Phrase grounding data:
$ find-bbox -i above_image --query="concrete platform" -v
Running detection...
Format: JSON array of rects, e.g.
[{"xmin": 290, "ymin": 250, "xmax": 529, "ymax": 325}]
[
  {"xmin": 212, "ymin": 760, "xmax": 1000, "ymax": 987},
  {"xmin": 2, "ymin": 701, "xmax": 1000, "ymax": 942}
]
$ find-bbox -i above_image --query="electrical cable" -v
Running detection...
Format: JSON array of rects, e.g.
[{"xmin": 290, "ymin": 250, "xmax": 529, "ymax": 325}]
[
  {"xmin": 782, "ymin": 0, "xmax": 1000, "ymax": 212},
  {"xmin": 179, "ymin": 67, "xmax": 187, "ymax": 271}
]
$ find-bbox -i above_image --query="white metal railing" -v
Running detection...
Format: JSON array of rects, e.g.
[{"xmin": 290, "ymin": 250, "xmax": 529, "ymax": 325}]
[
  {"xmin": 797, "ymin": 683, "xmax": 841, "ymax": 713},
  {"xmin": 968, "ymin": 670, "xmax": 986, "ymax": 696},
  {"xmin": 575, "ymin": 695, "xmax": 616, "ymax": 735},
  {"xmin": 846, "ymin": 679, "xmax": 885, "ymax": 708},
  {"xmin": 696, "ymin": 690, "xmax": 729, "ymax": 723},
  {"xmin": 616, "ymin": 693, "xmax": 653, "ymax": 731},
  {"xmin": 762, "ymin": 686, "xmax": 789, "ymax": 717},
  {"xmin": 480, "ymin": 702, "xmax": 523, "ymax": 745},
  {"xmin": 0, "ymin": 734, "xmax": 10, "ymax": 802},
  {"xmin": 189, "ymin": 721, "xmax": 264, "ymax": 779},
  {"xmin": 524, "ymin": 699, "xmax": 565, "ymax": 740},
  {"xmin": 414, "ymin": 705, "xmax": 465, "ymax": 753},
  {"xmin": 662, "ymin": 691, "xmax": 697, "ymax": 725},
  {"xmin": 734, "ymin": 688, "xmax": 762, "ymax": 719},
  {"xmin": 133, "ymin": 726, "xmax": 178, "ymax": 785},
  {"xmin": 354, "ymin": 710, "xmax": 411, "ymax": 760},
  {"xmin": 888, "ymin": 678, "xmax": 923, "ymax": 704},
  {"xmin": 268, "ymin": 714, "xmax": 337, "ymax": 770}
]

Your assignment =
Copy out each record from above, exactly.

Expected answer =
$ find-bbox -i above_image --query="concrete platform" -v
Running detection...
Format: JSON array of rects, e.g.
[{"xmin": 290, "ymin": 250, "xmax": 529, "ymax": 325}]
[
  {"xmin": 212, "ymin": 760, "xmax": 1000, "ymax": 987},
  {"xmin": 2, "ymin": 701, "xmax": 1000, "ymax": 942}
]
$ find-bbox -i above_image --query="electrical cable" -v
Running detection...
Format: JSON array of rects, e.g.
[{"xmin": 290, "ymin": 250, "xmax": 529, "ymax": 325}]
[
  {"xmin": 782, "ymin": 0, "xmax": 1000, "ymax": 212},
  {"xmin": 179, "ymin": 67, "xmax": 187, "ymax": 271}
]
$ find-bbox -i above_image --query="white metal railing" -v
Running detection...
Format: JSON array of rects, e.g.
[{"xmin": 290, "ymin": 250, "xmax": 529, "ymax": 325}]
[
  {"xmin": 797, "ymin": 683, "xmax": 841, "ymax": 713},
  {"xmin": 968, "ymin": 670, "xmax": 986, "ymax": 696},
  {"xmin": 575, "ymin": 695, "xmax": 616, "ymax": 735},
  {"xmin": 846, "ymin": 679, "xmax": 885, "ymax": 708},
  {"xmin": 696, "ymin": 690, "xmax": 729, "ymax": 723},
  {"xmin": 616, "ymin": 693, "xmax": 653, "ymax": 731},
  {"xmin": 762, "ymin": 686, "xmax": 789, "ymax": 717},
  {"xmin": 480, "ymin": 702, "xmax": 523, "ymax": 745},
  {"xmin": 0, "ymin": 734, "xmax": 10, "ymax": 802},
  {"xmin": 189, "ymin": 721, "xmax": 264, "ymax": 779},
  {"xmin": 524, "ymin": 699, "xmax": 565, "ymax": 740},
  {"xmin": 414, "ymin": 705, "xmax": 465, "ymax": 753},
  {"xmin": 662, "ymin": 691, "xmax": 697, "ymax": 725},
  {"xmin": 734, "ymin": 688, "xmax": 762, "ymax": 719},
  {"xmin": 133, "ymin": 726, "xmax": 178, "ymax": 785},
  {"xmin": 354, "ymin": 710, "xmax": 411, "ymax": 760},
  {"xmin": 888, "ymin": 678, "xmax": 923, "ymax": 704},
  {"xmin": 268, "ymin": 714, "xmax": 337, "ymax": 770}
]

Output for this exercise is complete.